DATOS DE ORIGEN:

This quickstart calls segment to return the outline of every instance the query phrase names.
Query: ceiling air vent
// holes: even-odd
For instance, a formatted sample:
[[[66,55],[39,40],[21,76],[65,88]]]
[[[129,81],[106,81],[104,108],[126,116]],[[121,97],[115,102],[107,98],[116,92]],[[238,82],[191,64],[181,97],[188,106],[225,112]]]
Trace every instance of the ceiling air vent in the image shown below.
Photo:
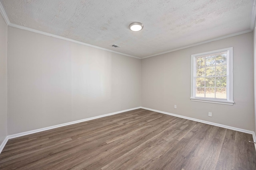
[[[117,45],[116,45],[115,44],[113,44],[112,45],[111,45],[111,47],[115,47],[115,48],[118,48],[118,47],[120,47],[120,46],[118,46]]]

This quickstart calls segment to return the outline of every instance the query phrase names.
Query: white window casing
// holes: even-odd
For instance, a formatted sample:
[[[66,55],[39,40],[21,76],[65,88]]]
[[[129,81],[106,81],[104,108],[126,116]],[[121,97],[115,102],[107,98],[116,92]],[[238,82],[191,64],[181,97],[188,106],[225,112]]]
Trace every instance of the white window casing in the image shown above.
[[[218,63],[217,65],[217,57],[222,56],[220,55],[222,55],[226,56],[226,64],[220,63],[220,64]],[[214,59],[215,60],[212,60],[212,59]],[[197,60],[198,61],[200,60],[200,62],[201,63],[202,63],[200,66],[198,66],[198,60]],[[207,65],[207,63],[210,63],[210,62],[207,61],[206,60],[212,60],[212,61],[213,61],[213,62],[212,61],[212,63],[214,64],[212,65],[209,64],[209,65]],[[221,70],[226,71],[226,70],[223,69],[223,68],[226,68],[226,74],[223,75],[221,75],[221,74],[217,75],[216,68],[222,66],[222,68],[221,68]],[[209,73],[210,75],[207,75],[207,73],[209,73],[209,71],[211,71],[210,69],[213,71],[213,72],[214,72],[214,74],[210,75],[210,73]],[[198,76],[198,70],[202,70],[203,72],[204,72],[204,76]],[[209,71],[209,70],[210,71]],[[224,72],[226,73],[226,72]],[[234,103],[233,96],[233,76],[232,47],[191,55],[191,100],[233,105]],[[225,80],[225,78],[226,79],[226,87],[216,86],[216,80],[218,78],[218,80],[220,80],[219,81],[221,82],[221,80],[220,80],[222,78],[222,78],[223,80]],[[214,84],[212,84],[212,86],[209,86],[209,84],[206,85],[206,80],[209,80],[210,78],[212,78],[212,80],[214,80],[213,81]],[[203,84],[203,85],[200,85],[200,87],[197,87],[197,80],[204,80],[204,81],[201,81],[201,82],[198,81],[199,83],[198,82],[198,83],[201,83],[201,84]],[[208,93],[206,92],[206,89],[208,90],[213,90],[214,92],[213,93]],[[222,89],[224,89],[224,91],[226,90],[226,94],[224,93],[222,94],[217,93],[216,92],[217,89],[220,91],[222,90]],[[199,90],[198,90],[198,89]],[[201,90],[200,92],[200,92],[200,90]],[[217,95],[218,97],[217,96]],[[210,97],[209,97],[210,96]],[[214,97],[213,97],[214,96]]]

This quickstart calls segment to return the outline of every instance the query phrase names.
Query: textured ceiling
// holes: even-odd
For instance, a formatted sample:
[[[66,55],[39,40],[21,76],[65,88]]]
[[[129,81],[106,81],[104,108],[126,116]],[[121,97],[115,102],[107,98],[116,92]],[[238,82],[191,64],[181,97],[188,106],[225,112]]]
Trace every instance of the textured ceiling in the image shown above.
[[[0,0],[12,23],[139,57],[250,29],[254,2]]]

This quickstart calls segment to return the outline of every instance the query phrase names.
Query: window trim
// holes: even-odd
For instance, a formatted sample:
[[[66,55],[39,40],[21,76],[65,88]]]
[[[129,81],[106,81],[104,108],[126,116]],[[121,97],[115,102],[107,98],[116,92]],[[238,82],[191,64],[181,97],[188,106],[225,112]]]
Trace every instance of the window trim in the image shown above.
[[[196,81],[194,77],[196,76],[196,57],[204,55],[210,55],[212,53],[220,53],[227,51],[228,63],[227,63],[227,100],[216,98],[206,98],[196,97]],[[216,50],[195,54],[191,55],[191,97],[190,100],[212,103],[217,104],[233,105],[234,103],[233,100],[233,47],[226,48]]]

* * *

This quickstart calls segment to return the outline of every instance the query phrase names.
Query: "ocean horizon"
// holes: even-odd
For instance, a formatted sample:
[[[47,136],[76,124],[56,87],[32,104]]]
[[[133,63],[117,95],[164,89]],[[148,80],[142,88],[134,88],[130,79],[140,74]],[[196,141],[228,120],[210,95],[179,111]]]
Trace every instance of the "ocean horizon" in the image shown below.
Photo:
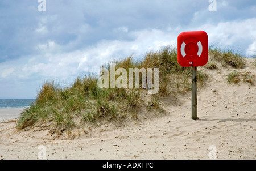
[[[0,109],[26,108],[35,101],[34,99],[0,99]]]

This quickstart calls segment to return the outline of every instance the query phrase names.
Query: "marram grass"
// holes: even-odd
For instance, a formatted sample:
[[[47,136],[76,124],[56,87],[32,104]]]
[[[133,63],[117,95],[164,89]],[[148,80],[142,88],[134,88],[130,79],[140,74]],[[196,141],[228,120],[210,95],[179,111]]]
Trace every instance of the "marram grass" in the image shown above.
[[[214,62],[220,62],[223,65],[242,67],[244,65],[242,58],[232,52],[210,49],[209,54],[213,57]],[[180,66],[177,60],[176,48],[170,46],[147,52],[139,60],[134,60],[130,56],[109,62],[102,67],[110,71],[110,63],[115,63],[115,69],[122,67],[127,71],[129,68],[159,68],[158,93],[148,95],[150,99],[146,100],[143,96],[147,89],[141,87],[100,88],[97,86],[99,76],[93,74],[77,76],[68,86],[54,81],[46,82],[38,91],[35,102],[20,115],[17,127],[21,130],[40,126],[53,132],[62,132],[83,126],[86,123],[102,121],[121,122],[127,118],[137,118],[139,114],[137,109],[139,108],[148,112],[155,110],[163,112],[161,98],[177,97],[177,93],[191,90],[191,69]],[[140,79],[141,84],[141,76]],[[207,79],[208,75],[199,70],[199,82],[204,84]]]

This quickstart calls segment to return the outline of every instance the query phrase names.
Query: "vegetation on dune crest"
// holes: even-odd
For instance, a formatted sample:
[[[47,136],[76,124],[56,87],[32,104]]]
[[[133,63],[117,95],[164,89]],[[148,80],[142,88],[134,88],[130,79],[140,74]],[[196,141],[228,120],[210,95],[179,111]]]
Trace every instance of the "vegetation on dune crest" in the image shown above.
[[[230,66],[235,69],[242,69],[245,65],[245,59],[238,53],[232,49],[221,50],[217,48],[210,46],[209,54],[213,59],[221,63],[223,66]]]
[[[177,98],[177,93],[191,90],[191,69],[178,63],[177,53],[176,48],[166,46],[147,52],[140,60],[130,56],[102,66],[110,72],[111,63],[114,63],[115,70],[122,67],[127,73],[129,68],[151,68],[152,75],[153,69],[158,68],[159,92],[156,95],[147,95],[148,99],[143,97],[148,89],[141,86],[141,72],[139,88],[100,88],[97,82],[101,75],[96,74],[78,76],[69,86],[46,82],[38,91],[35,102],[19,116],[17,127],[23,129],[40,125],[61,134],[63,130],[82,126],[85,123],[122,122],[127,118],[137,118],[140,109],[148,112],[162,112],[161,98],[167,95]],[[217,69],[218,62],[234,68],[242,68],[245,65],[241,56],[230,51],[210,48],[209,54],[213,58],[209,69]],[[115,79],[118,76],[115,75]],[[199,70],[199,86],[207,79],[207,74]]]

* * *

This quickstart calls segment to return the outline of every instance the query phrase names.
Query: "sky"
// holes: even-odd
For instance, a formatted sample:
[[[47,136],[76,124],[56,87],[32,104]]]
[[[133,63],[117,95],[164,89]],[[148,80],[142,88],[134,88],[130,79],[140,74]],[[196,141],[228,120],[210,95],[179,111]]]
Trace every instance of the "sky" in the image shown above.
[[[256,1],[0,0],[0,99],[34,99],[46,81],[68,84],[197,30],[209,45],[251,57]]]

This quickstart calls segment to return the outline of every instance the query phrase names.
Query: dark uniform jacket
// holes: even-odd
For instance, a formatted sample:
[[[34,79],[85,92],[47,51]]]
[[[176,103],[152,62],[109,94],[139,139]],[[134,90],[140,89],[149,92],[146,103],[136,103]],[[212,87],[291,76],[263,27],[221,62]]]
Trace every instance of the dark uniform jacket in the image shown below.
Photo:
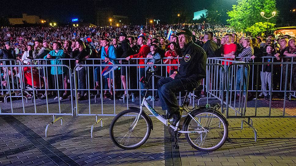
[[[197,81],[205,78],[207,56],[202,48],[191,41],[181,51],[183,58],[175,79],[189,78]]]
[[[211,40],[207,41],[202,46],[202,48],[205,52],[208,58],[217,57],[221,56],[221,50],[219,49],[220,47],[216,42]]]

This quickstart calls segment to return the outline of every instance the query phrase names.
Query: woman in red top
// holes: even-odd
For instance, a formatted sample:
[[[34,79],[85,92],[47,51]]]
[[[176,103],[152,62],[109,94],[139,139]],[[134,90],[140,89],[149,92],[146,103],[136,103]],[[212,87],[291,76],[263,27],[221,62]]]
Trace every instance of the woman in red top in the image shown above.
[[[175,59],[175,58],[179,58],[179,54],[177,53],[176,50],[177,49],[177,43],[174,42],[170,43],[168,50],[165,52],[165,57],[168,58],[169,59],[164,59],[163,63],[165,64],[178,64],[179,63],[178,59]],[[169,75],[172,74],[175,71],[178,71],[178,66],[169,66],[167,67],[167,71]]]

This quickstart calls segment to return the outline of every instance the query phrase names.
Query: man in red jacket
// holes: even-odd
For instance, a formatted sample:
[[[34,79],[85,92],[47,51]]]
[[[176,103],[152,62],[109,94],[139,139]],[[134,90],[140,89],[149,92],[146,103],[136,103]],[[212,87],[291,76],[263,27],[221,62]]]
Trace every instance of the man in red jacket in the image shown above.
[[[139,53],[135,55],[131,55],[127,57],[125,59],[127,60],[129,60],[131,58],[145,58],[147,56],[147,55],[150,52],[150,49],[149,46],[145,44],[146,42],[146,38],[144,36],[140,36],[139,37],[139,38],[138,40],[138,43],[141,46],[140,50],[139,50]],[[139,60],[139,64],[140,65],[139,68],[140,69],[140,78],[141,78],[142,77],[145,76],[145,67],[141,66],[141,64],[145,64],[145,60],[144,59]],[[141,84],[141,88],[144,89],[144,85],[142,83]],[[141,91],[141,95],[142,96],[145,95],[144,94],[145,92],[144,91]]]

EJERCICIO PROPUESTO:
Cuenta cuántas líneas del material contienen la palabra "vegetation". Responde solo con el número.

SOLUCIÓN DEL EJERCICIO:
2